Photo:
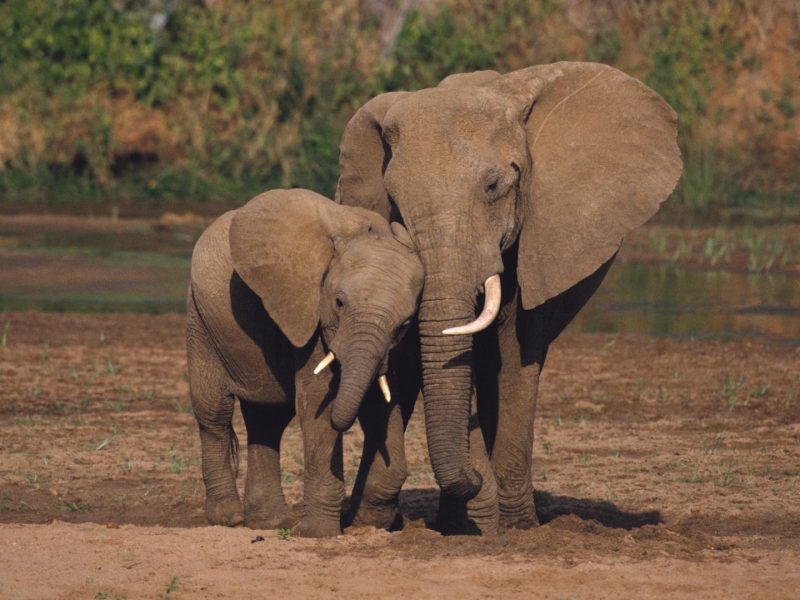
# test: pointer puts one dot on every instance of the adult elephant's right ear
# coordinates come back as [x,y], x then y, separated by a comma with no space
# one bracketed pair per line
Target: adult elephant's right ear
[363,156]
[281,245]
[605,155]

▸ **TASK DESCRIPTION**:
Swap "right ear" for "left ear" everywhere it appears in the rows above and change nothing else. Give the rows back without the pictures.

▸ **RESULT**:
Photo:
# test: pointer puts one dot on every instance of the adult elephant's left ear
# coordinates come back as [x,y], x then y, separated by a comma with no space
# one bracketed pair per line
Target: adult elephant's left ear
[363,156]
[281,245]
[605,155]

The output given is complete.